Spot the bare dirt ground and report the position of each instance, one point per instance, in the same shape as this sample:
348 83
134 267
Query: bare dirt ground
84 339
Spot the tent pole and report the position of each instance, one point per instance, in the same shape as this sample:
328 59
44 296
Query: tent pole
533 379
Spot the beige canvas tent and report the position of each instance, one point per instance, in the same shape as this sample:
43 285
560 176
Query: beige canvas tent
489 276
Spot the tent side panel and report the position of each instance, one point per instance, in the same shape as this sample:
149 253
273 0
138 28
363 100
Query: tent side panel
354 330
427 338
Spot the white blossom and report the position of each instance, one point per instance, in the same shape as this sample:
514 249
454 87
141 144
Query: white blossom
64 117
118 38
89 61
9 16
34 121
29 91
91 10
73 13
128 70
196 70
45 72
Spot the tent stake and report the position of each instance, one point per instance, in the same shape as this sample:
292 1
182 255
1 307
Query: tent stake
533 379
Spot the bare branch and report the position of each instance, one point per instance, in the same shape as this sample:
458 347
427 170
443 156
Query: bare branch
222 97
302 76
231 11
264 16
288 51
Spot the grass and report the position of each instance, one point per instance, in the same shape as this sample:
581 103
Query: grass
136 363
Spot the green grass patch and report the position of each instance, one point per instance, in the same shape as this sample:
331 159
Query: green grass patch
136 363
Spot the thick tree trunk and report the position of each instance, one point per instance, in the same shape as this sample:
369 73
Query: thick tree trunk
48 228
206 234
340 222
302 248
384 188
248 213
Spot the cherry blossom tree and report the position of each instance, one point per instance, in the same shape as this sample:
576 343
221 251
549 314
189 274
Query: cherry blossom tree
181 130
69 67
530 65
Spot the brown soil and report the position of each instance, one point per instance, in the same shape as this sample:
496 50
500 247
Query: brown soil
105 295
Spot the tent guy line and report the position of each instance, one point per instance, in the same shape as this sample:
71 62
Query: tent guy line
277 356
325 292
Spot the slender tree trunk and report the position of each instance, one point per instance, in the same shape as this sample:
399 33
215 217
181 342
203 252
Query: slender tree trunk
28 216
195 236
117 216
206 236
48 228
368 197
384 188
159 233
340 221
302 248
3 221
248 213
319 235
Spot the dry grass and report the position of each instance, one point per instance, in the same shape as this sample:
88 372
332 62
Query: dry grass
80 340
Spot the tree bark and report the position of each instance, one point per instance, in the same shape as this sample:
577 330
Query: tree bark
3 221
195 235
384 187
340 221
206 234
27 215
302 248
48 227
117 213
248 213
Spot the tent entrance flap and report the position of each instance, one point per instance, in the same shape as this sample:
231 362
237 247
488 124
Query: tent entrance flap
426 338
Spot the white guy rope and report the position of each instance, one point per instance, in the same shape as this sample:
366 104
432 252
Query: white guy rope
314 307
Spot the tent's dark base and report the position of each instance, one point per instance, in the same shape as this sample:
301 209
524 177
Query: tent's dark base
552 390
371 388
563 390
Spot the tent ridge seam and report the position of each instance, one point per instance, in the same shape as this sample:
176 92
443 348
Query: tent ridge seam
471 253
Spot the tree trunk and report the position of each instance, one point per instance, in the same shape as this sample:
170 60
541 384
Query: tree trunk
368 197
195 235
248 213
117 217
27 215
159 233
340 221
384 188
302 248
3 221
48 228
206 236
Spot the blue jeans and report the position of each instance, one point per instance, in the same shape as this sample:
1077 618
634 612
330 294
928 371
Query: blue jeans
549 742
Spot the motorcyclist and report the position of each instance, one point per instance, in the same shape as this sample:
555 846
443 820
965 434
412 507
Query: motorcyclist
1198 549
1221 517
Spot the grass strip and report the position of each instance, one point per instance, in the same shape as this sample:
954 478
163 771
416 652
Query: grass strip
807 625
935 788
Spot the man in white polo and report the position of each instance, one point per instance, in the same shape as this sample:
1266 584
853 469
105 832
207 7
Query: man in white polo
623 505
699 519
------------
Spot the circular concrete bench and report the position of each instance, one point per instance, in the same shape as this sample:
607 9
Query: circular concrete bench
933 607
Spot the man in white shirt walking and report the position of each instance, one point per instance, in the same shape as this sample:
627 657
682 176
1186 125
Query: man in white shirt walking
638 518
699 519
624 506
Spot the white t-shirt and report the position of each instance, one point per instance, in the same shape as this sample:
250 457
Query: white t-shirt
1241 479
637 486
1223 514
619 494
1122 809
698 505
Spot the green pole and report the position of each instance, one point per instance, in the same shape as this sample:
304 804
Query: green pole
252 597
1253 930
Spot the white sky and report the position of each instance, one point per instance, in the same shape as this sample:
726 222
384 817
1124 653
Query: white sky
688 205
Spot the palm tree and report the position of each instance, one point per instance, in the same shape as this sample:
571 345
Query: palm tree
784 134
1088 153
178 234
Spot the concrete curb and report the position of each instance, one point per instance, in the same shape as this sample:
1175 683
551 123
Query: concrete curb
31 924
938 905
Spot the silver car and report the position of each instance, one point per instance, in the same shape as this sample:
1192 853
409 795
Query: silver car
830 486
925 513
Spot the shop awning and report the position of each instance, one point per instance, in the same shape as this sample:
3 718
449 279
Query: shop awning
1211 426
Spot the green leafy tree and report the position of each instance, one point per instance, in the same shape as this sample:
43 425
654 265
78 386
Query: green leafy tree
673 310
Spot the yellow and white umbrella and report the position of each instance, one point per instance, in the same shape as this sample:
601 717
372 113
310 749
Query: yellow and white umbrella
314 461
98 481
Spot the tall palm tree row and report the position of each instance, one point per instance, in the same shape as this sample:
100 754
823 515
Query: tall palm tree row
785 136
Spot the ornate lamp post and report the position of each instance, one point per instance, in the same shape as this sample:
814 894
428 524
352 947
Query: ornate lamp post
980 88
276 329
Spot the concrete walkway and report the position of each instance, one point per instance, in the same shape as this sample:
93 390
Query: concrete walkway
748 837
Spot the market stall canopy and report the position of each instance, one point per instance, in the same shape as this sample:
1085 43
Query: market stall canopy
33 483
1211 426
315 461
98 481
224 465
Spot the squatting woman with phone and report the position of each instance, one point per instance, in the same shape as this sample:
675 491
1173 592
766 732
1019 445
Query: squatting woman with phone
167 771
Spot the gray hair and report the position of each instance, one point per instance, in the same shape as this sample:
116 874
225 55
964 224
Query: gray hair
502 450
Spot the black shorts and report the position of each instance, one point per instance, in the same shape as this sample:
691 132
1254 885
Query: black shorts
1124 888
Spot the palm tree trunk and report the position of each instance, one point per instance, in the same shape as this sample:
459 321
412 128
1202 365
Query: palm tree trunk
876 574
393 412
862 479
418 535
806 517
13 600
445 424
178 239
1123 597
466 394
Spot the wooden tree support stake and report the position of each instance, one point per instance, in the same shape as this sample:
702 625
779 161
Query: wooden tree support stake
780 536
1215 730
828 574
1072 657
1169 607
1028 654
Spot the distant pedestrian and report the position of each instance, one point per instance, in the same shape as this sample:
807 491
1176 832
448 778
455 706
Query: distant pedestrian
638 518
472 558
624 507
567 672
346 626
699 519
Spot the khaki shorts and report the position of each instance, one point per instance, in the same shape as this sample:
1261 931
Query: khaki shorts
------------
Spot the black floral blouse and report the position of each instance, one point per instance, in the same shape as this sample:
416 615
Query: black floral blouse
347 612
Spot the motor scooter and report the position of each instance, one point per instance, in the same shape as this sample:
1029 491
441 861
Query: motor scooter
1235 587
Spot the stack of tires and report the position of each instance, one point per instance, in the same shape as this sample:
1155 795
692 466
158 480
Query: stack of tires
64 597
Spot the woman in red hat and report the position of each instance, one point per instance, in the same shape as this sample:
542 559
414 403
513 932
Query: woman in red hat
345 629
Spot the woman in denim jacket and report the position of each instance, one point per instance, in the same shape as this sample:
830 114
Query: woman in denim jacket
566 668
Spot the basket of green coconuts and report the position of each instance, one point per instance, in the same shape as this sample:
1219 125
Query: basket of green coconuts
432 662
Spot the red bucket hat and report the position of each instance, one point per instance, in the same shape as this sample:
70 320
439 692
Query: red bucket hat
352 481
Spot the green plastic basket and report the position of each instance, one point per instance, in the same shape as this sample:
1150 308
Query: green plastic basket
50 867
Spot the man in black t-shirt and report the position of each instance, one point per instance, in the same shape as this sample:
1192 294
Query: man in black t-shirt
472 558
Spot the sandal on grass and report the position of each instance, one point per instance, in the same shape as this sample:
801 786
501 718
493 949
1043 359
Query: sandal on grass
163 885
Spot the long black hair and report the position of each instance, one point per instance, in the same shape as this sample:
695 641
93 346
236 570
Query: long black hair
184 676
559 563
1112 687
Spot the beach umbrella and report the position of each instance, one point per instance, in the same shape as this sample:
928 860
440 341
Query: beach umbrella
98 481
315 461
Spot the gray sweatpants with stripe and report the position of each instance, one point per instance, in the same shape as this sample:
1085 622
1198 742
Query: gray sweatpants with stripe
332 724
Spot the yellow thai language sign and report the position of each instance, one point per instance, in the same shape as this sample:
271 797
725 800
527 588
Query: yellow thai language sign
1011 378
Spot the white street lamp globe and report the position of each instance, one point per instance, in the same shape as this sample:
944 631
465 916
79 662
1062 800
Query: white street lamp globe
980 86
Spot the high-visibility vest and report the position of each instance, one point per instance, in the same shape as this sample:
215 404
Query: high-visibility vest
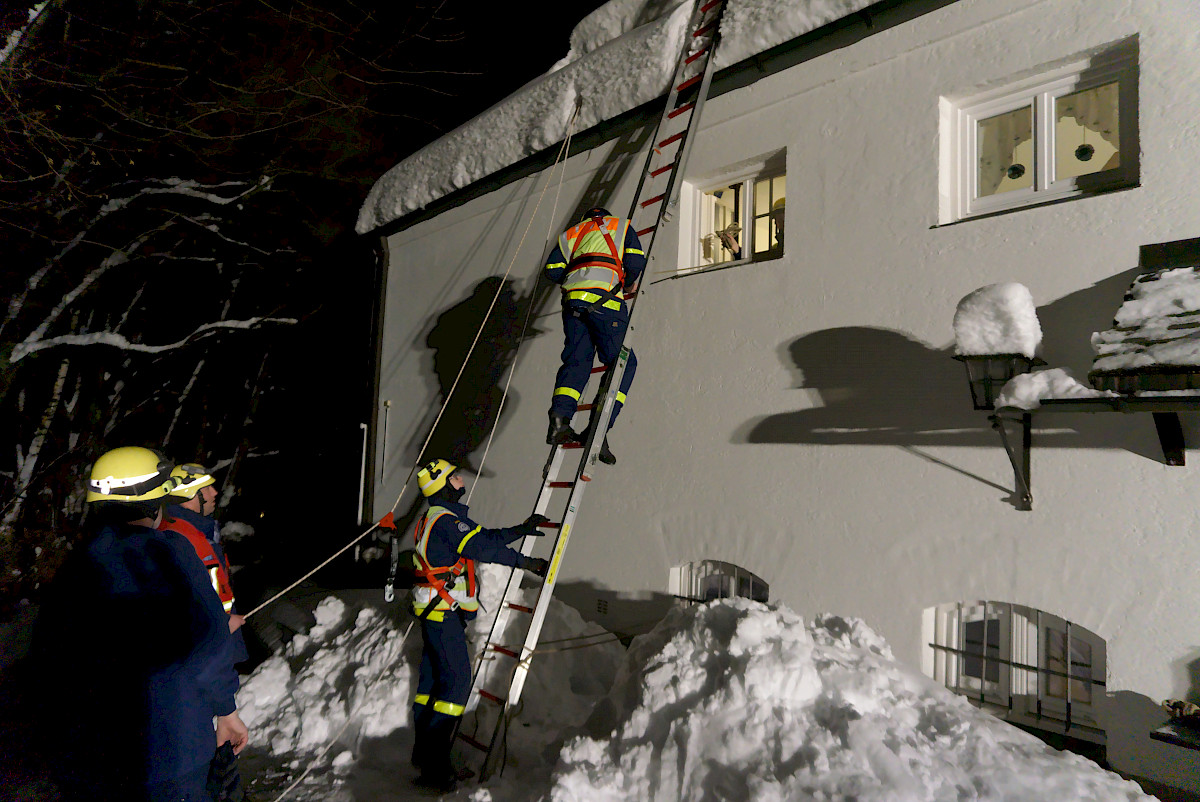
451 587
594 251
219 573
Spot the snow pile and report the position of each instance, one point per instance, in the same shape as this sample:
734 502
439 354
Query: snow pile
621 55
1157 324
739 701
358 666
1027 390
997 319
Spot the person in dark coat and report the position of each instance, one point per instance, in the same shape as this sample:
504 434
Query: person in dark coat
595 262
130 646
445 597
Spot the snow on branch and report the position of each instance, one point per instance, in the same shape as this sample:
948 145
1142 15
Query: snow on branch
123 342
------------
* _SHORT PROBLEM_
Gather every line above that contains the word "stall" and copy each one out in full. Case counts.

* _COMPLETED EXERCISE_
Spot the market stall canopy and report the position of each instance, one point per instance, in the same shape as this sample:
Query: market stall canopy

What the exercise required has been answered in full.